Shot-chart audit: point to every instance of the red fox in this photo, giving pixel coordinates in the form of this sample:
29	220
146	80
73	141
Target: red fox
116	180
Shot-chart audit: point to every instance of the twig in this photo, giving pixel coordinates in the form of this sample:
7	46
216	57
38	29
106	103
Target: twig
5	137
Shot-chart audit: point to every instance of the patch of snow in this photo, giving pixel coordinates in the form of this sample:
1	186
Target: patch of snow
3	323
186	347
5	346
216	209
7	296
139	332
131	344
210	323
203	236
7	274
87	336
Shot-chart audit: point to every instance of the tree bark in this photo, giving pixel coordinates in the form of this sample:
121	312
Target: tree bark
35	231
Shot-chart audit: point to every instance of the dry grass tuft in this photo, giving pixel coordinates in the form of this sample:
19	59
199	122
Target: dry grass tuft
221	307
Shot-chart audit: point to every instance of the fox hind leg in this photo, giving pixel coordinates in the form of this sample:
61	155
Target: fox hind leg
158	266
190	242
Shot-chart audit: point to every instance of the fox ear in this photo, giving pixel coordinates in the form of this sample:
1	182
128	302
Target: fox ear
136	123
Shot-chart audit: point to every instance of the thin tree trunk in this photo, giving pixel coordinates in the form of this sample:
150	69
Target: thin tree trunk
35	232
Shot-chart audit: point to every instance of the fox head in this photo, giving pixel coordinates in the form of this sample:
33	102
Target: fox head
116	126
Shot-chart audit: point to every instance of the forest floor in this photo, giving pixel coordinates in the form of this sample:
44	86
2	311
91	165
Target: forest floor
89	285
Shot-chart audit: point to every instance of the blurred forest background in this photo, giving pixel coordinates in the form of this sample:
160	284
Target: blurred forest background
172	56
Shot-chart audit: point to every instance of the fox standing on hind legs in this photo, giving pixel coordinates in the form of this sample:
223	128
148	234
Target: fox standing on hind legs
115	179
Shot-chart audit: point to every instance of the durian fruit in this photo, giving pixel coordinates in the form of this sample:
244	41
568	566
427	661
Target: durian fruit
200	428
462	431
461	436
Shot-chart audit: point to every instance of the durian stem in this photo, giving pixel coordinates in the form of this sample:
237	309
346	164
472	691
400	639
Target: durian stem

# Required task
Reproduce the stretch from the line containing "Shot-chart audit: point to every instance of the dry" through the end of the listing, requests included, and nothing else. Rescale every answer coordinate by multiplying it by 1.75 and rounding to a whole number with halves rounded up, but leave the numbers in the requests and their format samples unchanged.

# Reply
Shot-chart audit: point to every instance of the dry grass tuft in this photo, giving pixel coordinates in the form of this sample:
19	59
199	122
Target: dry grass tuft
387	537
Shot-chart audit: point to every instance of the fox hind leg in this photo, giving pixel coordinates in the form of this sample:
61	155
Target: fox hind leg
277	466
333	424
Shot-chart audit: point to every instance of the fox ear in this photo, giving pixel coordinates in the form of this sample:
1	182
128	302
Target: fox ear
238	215
Shot-chart audit: point to every instance of the thin tree trunk in this photo, giving pixel coordinates in the form of this sample:
150	69
Target: thin tree trunk
61	406
Shot-chart audit: point to every instance of the fox head in this photo, giving pixel coordinates in the form of this sample:
33	102
Target: fox head
203	221
Shot-chart audit: point to every instance of the forest floor in this photo, giving pixel coordinates in the form of this sample:
44	86
2	311
91	165
Target: forest floor
156	499
Shot-chart audit: point to every instance of the blurred forest background in this photo, giving pixel coordinates in the form of this sample:
160	284
Target: blurred forest background
301	98
Shot-chart audit: point to every instance of the fox standing on hind legs in this photo, giving pixel coordinates in the form of this sample:
223	128
148	234
Target: fox standing on hind legs
201	313
Shot-chart audit: point to every instance of the durian fruit in this photo, giving pixel coordinates in the form of this sample:
244	41
568	566
427	661
Target: durian fruit
350	749
809	754
807	763
Shot-chart audit: point to every instance of the durian stem in this photo, giving pixel coordinates in the form of this sample:
237	309
346	164
472	691
400	639
Target: durian stem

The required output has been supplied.